> [Material supplied]
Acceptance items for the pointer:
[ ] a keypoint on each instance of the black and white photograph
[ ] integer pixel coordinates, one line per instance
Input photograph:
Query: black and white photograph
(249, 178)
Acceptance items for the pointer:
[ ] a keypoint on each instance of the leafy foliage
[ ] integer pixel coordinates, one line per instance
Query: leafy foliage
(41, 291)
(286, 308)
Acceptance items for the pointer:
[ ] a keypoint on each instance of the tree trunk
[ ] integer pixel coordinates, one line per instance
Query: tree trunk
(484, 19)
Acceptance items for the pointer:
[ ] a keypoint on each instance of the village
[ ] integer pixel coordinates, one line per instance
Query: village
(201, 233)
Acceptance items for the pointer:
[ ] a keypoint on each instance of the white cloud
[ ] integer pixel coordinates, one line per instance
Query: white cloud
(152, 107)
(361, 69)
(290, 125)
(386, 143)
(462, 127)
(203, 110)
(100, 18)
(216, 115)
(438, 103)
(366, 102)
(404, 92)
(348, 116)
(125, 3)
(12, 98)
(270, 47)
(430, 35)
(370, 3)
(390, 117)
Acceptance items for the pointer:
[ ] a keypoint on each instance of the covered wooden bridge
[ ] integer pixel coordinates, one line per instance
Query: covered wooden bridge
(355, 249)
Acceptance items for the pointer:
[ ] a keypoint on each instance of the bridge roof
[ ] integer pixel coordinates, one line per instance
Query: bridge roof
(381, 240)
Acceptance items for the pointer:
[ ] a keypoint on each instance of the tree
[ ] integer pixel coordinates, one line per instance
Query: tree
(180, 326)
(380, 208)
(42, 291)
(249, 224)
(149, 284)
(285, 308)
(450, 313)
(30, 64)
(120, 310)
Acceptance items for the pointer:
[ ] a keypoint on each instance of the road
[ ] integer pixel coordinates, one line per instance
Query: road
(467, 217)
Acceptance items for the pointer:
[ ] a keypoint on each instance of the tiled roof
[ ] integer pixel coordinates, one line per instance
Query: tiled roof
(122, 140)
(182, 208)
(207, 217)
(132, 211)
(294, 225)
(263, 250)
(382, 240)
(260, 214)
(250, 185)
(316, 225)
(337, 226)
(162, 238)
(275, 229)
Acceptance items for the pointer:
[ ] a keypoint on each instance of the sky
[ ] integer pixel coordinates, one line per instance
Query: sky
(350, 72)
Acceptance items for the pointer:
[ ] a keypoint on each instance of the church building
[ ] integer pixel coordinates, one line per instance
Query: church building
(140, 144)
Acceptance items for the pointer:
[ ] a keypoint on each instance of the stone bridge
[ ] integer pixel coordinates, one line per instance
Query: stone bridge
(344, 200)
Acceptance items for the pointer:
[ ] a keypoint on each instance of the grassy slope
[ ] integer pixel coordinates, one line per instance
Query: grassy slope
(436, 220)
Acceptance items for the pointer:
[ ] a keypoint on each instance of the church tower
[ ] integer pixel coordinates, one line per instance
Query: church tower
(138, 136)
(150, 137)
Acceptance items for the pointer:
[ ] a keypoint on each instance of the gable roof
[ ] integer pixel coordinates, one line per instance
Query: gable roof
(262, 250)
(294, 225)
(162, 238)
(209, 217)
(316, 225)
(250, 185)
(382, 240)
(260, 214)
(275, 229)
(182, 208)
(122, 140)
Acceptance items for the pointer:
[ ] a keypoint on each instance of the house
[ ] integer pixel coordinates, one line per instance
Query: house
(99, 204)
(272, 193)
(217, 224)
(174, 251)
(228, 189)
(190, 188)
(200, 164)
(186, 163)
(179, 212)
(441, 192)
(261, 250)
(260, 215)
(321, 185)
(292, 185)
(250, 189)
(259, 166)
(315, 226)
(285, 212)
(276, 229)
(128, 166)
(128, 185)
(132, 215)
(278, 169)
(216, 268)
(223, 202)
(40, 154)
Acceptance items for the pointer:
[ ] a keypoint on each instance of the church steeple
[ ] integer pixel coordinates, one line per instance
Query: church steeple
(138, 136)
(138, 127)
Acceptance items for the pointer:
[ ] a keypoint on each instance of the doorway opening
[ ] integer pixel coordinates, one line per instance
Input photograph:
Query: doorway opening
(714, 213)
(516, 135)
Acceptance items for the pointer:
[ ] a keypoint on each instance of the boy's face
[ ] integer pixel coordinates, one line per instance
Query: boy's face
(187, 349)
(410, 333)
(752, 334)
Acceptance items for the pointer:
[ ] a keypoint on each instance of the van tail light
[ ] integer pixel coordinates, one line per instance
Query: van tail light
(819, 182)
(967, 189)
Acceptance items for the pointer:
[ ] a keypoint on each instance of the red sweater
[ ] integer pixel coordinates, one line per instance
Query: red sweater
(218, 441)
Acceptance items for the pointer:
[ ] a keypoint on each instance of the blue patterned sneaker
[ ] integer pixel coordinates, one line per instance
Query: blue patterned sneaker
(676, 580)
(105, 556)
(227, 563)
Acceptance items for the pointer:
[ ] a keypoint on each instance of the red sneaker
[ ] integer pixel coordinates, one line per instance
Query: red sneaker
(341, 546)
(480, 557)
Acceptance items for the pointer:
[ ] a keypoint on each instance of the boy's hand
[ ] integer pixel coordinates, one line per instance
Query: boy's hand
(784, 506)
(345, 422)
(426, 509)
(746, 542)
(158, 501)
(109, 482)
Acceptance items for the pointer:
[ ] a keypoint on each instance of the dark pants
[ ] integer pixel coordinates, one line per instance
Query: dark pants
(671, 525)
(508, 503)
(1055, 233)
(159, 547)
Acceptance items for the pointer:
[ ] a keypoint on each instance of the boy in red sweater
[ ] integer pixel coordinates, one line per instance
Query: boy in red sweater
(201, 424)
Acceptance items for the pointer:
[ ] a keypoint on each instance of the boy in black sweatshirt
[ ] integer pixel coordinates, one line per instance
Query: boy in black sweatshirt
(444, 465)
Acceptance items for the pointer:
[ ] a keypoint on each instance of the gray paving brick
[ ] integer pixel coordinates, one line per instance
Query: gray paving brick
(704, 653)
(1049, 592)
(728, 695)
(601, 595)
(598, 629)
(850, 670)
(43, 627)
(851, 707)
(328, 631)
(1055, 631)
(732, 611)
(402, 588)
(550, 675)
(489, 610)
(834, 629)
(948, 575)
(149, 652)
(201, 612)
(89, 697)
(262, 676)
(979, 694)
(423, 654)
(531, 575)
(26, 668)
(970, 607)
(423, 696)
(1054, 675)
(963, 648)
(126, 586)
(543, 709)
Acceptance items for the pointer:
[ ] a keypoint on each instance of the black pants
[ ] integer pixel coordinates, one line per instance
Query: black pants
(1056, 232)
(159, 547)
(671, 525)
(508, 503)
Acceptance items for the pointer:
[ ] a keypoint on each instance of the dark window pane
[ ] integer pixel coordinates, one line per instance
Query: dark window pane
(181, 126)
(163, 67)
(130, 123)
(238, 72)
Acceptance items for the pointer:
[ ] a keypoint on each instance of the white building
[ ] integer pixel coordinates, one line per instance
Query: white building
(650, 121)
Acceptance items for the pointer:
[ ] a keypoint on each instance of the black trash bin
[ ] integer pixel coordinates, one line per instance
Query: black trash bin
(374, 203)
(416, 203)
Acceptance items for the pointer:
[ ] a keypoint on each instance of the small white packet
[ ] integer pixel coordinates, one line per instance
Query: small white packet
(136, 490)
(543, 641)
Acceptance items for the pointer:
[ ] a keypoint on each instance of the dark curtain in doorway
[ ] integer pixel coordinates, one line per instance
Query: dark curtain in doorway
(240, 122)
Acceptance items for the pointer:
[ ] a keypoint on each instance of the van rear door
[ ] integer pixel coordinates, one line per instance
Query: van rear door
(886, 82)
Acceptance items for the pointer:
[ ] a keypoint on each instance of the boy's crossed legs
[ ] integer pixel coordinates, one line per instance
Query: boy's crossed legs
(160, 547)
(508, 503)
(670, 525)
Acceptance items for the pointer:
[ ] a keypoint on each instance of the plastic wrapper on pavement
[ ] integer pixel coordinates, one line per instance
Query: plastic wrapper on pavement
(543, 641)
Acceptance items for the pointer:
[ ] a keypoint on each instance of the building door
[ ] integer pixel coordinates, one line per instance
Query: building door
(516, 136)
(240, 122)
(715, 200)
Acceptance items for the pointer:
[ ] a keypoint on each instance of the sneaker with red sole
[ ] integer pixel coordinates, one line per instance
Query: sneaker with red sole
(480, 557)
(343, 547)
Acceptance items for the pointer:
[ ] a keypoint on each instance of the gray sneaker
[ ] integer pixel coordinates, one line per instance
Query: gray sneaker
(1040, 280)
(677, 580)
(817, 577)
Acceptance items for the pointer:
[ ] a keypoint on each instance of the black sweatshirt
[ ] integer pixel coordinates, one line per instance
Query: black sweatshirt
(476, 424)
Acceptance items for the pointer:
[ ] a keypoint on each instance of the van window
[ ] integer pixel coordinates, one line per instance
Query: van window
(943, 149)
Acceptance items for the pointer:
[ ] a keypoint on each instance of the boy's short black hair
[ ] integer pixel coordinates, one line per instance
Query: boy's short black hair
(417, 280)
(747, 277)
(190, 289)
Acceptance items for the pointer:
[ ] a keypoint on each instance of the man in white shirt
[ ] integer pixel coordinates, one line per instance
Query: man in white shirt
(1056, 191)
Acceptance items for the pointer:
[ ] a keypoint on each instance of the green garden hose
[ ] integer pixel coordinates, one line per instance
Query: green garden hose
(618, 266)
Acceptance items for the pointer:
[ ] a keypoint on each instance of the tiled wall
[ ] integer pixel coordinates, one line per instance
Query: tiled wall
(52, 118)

> [Required work]
Copying word for word, give each line of the data above from the first one through the line containing "[ ] a keypoint on each instance of the bridge", and nothing else.

> [Task solution]
Acceptance items for the pointer:
[ ] a keypoint on each instance of the black and white photograph
[ ] integer pixel coordinates, one line per instance
Input photograph:
Query: black and white photograph
(249, 178)
Acceptance items for the pointer:
[ ] a keypoint on each instance of the leafy foliage
[ ] integer pixel coordinates, one line per instance
Query: leafy foliage
(41, 291)
(286, 308)
Acceptance items for the pointer:
[ ] a keypoint on each instance of the tree trunk
[ ] integer pixel coordinates, one line per instance
Query: tree trunk
(484, 19)
Acceptance items for the pointer:
[ ] a keypoint on each instance of the village
[ ] integer pixel coordinates, one line per instance
Query: village
(201, 233)
Acceptance items for the pointer:
[ ] a keypoint on each instance of the white cloud
[ ] integer pixel coordinates, one line per instance
Query: white cloud
(152, 107)
(361, 69)
(290, 125)
(386, 143)
(462, 127)
(203, 110)
(100, 18)
(216, 115)
(438, 103)
(366, 102)
(404, 92)
(348, 116)
(125, 3)
(12, 98)
(270, 47)
(430, 35)
(370, 3)
(390, 117)
Acceptance items for the pointer:
[ ] a keypoint on each instance of the covered wooden bridge
[ ] integer pixel coordinates, one line per instance
Query: covered wooden bridge
(355, 249)
Acceptance items for the pointer:
[ ] a keypoint on each instance of the bridge roof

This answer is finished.